Entries shown section start
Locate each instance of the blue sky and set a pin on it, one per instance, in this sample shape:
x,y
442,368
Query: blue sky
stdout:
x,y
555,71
Entries shown section end
Task goal —
When you answer, repeat every record exactly, omitting nothing.

Exercise answer —
Locate each instance of the blue sky and set a pin on it, one per instance, in this sample shape:
x,y
442,368
Query: blue sky
stdout:
x,y
555,71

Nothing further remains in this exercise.